§ WRITTEN PROBLEM
Will you quote all of the entries, word for word?

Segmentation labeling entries
----------------
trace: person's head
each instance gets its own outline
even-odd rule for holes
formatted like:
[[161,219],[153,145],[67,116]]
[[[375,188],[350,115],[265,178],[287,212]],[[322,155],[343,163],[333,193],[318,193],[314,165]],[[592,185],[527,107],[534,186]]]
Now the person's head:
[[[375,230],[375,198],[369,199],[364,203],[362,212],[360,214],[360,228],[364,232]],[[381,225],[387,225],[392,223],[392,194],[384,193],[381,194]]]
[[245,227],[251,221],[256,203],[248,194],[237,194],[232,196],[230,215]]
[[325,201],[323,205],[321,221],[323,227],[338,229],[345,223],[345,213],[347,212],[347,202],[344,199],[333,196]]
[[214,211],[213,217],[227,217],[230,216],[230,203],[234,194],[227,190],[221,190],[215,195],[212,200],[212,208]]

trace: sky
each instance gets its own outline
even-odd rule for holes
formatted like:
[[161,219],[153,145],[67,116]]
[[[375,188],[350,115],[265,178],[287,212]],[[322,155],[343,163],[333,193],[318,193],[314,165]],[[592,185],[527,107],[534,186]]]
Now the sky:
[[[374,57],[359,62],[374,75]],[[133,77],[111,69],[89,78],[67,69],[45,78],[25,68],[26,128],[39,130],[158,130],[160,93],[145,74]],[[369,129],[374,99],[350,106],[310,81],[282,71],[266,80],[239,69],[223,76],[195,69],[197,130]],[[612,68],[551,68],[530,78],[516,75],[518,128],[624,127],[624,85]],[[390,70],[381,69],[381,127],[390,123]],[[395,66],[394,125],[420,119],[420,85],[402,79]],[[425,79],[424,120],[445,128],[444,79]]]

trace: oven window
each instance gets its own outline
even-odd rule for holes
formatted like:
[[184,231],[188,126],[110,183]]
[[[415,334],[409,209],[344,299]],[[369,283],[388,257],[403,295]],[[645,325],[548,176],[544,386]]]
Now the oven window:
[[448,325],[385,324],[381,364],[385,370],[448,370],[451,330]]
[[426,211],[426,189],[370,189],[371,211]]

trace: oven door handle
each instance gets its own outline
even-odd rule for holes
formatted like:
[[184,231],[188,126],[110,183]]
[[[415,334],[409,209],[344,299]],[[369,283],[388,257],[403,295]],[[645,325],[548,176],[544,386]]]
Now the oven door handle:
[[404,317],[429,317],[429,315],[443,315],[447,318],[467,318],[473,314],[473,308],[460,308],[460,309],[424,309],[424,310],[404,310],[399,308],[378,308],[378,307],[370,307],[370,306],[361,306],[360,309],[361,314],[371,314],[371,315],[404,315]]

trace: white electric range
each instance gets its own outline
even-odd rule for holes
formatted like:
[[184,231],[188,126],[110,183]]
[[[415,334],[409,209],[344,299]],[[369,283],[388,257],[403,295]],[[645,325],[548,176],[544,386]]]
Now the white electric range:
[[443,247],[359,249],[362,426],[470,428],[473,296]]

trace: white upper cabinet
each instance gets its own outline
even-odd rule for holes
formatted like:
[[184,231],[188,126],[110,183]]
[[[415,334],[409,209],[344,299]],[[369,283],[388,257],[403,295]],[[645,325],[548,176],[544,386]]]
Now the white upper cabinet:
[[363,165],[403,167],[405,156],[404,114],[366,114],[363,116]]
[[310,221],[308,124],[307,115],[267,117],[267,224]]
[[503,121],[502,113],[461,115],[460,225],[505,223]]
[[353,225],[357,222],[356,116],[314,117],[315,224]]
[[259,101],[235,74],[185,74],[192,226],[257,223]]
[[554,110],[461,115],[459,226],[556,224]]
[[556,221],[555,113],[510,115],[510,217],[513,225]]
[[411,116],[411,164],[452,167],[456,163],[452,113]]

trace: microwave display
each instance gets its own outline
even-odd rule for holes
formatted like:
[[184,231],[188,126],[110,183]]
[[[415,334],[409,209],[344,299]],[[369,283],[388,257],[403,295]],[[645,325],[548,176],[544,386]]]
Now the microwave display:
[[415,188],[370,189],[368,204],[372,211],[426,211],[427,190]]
----------------
§ RESULT FOR THIS EXERCISE
trace: person's head
each instance gets its own outline
even-odd rule for holes
formatted like:
[[161,219],[153,145],[67,116]]
[[[375,188],[350,115],[265,178],[287,212]],[[322,155],[343,163],[333,193],[318,193],[314,165]],[[592,185],[527,107],[534,186]]]
Now the person's head:
[[[375,230],[375,198],[369,199],[364,203],[362,212],[360,214],[360,228],[364,232]],[[381,225],[387,225],[392,223],[392,194],[384,193],[381,194]]]
[[245,227],[251,221],[256,203],[248,194],[237,194],[232,196],[230,215]]
[[325,201],[323,205],[321,221],[323,227],[338,229],[345,223],[345,213],[347,212],[347,202],[344,199],[333,196]]
[[214,211],[213,217],[227,217],[230,216],[230,203],[234,194],[227,190],[221,190],[215,195],[212,200],[212,208]]

trace: sky
each instance gets its own outline
even-odd rule for holes
formatted like:
[[161,219],[153,145],[67,116]]
[[[375,188],[350,115],[265,178],[287,212]],[[322,155],[343,163],[333,193],[318,193],[314,165]],[[592,185],[527,107],[534,186]]]
Now the sky:
[[[374,57],[359,62],[374,75]],[[133,77],[111,69],[89,78],[67,69],[45,78],[25,68],[26,128],[39,130],[158,130],[160,93],[145,74]],[[369,129],[374,99],[350,106],[310,81],[282,71],[266,80],[239,69],[223,76],[195,69],[197,130]],[[612,68],[551,68],[530,78],[516,75],[518,128],[624,127],[624,85]],[[390,70],[381,69],[381,127],[390,123]],[[395,66],[394,125],[420,119],[420,85],[402,79]],[[425,79],[424,120],[445,128],[444,79]]]

trace: oven window
each instance gets its own outline
even-odd rule for holes
formatted like:
[[184,231],[188,126],[110,183]]
[[[415,334],[409,209],[344,299]],[[369,283],[388,257],[403,295]],[[645,325],[548,176],[544,386]]]
Now the oven window:
[[448,325],[385,324],[381,364],[385,370],[448,370],[451,330]]
[[426,211],[426,189],[370,189],[371,211]]

trace: oven door handle
each instance gets its own outline
even-odd rule for holes
formatted like:
[[184,231],[188,126],[110,183]]
[[[415,334],[409,209],[344,299]],[[369,283],[388,257],[403,295]],[[645,325],[548,176],[544,386]]]
Now the oven door handle:
[[404,317],[429,317],[429,315],[443,315],[447,318],[467,318],[473,314],[473,308],[460,308],[460,309],[424,309],[424,310],[404,310],[399,308],[378,308],[378,307],[370,307],[370,306],[361,306],[360,309],[361,314],[371,314],[371,315],[404,315]]

trace: white electric range
each instance gets its own outline
even-odd rule for holes
formatted like:
[[184,231],[188,126],[110,183]]
[[[415,334],[409,209],[344,299]],[[369,283],[388,257],[403,295]],[[645,325],[548,176],[544,386]]]
Now the white electric range:
[[443,247],[359,249],[362,426],[470,428],[473,296]]

trace: white upper cabinet
each instance gets its own outline
even-odd rule for holes
formatted like:
[[184,231],[188,126],[110,183]]
[[[415,334],[409,209],[344,299]],[[369,283],[388,257],[403,295]],[[645,325],[548,176],[544,386]]]
Now the white upper cabinet:
[[363,165],[403,167],[405,156],[404,114],[366,114],[363,116]]
[[310,221],[308,124],[307,115],[267,117],[267,224]]
[[503,121],[502,113],[461,115],[460,225],[505,223]]
[[353,225],[357,222],[356,116],[314,117],[315,224]]
[[259,101],[235,74],[185,74],[192,226],[257,223]]
[[554,110],[461,115],[459,226],[556,224]]
[[556,221],[555,113],[510,115],[510,217],[513,225]]
[[411,116],[411,164],[452,167],[456,163],[452,113]]

trace: microwave display
each instance gets its own outline
even-odd rule for holes
formatted like:
[[184,231],[188,126],[110,183]]
[[[415,334],[409,209],[344,299]],[[369,283],[388,257],[403,295]],[[645,325],[548,176],[544,386]]]
Now the microwave display:
[[415,188],[370,189],[368,204],[372,211],[426,211],[427,190]]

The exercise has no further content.